## start RECORD LIST

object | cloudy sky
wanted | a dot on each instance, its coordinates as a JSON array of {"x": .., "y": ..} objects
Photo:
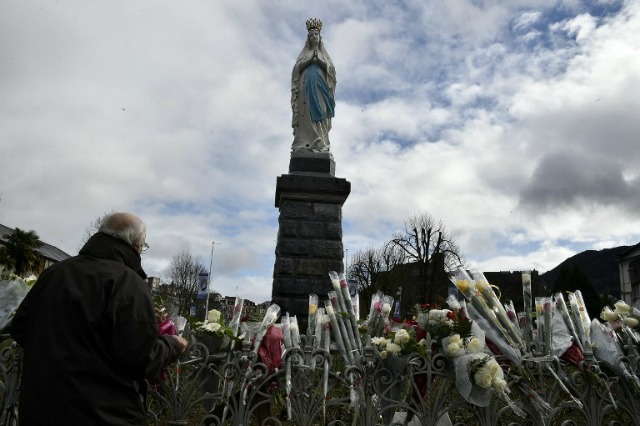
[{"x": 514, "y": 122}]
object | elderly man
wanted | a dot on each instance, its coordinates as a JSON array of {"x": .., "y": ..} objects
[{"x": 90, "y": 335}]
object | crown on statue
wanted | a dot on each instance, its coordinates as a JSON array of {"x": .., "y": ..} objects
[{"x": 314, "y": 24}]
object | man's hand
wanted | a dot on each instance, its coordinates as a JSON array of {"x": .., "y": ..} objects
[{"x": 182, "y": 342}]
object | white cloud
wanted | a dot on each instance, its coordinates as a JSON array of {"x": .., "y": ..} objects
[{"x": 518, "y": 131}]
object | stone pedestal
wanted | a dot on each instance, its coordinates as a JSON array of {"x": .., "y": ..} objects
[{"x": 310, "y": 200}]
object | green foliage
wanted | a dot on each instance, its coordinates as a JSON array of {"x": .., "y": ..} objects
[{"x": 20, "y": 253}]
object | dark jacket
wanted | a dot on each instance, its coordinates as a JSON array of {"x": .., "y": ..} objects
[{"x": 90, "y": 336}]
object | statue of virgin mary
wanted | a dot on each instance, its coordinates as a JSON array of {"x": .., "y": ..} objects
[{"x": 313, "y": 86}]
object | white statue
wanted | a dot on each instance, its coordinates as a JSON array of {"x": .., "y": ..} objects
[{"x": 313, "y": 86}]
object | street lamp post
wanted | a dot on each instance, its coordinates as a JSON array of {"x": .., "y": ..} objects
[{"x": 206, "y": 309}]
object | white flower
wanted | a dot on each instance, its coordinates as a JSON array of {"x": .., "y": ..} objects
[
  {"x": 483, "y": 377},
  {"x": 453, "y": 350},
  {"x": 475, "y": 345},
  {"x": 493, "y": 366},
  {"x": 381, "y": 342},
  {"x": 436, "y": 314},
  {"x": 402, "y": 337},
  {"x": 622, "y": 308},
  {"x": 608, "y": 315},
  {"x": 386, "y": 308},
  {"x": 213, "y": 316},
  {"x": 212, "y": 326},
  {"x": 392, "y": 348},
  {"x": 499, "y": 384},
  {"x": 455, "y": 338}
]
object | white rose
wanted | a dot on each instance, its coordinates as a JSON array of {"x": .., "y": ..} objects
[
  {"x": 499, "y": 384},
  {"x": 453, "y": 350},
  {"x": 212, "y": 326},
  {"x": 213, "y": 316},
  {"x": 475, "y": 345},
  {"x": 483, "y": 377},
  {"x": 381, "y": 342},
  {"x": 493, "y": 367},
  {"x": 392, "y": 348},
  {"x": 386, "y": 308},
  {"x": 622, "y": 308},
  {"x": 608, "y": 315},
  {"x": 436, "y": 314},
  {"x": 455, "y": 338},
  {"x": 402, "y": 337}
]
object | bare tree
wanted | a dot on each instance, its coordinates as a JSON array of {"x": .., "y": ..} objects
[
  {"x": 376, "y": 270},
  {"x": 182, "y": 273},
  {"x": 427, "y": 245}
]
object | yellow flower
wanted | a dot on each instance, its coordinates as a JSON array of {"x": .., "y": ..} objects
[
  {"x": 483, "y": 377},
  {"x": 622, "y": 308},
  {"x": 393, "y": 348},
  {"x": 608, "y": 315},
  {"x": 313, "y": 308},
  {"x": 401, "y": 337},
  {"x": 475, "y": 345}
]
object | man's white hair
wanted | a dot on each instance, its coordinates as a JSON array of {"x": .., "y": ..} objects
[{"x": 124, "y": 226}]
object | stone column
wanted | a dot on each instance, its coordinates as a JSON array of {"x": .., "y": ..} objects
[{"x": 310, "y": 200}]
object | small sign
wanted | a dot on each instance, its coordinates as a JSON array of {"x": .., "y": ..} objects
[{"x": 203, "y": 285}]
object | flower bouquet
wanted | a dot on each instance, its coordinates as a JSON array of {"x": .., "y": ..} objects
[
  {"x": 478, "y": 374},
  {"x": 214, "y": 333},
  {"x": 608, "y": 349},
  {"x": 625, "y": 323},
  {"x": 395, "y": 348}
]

## end RECORD LIST

THE PROBLEM:
Skip the pictures and transcribe the rest of the records exactly.

FULL SOLUTION:
object | cloudy sky
wanted | a dot on each instance, its coordinates as a JSON array of {"x": .., "y": ..} objects
Photo:
[{"x": 514, "y": 122}]
object | elderly man
wanted | a dot on each instance, its coordinates as a JSON array of {"x": .., "y": ..} objects
[{"x": 90, "y": 335}]
object | crown on statue
wanted | a dot on each instance, its coordinates as a JSON array of {"x": .., "y": ..} objects
[{"x": 314, "y": 24}]
object | man's hand
wanted | a dot on each instance, its coordinates as a JSON array of {"x": .., "y": ..} objects
[{"x": 182, "y": 342}]
object | white cloud
wanted | a dot on each instance, its coordinates as a JSON array of {"x": .., "y": ..} objects
[{"x": 518, "y": 131}]
object | stone pedestal
wanted | a dot on each instance, its coordinates as a JSON array of {"x": .., "y": ..} objects
[{"x": 310, "y": 200}]
object | green foliage
wanted | a dot on each instance, its coordinates as a JSON array of {"x": .., "y": ..} objects
[{"x": 20, "y": 253}]
object | dark jacket
wanted | a dot on each instance, its coordinates as a JSON array of {"x": .., "y": ..} objects
[{"x": 90, "y": 336}]
object | statue of virgin mary
wanted | a dot on each instance, its coordinates as a JSON array of {"x": .., "y": ..} objects
[{"x": 313, "y": 86}]
object | white statue
wanted | a dot on each instance, its coordinates as a JSON array of {"x": .., "y": ..} objects
[{"x": 313, "y": 86}]
object | street lamp post
wanted | a dot on each instance, its coordinates as a JSON array of {"x": .., "y": ..} objects
[{"x": 206, "y": 309}]
object | white flower
wanted | a dot on each instance, its coordinates as a JSON array of {"x": .., "y": ..} objects
[
  {"x": 483, "y": 377},
  {"x": 453, "y": 350},
  {"x": 475, "y": 345},
  {"x": 493, "y": 366},
  {"x": 381, "y": 342},
  {"x": 436, "y": 314},
  {"x": 402, "y": 337},
  {"x": 622, "y": 308},
  {"x": 608, "y": 315},
  {"x": 386, "y": 308},
  {"x": 213, "y": 316},
  {"x": 212, "y": 326},
  {"x": 392, "y": 348},
  {"x": 499, "y": 384},
  {"x": 455, "y": 338}
]
object | white rose
wanted | a dot on each instance, its coordinates as a JSON array of {"x": .., "y": ..} objects
[
  {"x": 499, "y": 384},
  {"x": 453, "y": 350},
  {"x": 212, "y": 326},
  {"x": 213, "y": 316},
  {"x": 475, "y": 345},
  {"x": 483, "y": 377},
  {"x": 381, "y": 342},
  {"x": 493, "y": 367},
  {"x": 392, "y": 348},
  {"x": 386, "y": 308},
  {"x": 622, "y": 308},
  {"x": 608, "y": 315},
  {"x": 436, "y": 314},
  {"x": 455, "y": 338},
  {"x": 402, "y": 337}
]
object | bare tree
wanted | a dot on each instance, its coordinates as a JSON array of {"x": .., "y": ..} objects
[
  {"x": 376, "y": 270},
  {"x": 182, "y": 273},
  {"x": 427, "y": 245}
]
object | yellow flower
wanted | a dot on each instance, its coordinates as a JSON array of {"x": .., "y": ..} objects
[
  {"x": 483, "y": 377},
  {"x": 622, "y": 308},
  {"x": 393, "y": 348},
  {"x": 608, "y": 315},
  {"x": 313, "y": 308},
  {"x": 401, "y": 337},
  {"x": 475, "y": 345}
]
object | man's white hair
wanted | a dot on each instance, its coordinates as a JSON array of {"x": .., "y": ..} objects
[{"x": 124, "y": 226}]
object | stone column
wanted | a dot on each instance, its coordinates as a JSON array of {"x": .., "y": ..} objects
[{"x": 310, "y": 200}]
object | small sign
wanted | a dot on each instance, its coordinates as a JSON array of {"x": .., "y": ..} objects
[{"x": 203, "y": 285}]
object | flower bouquet
wanted | a dot on each instance, its coordinates as a JSON array of {"x": .., "y": ..} objects
[
  {"x": 478, "y": 374},
  {"x": 214, "y": 333},
  {"x": 608, "y": 349},
  {"x": 625, "y": 323},
  {"x": 395, "y": 348}
]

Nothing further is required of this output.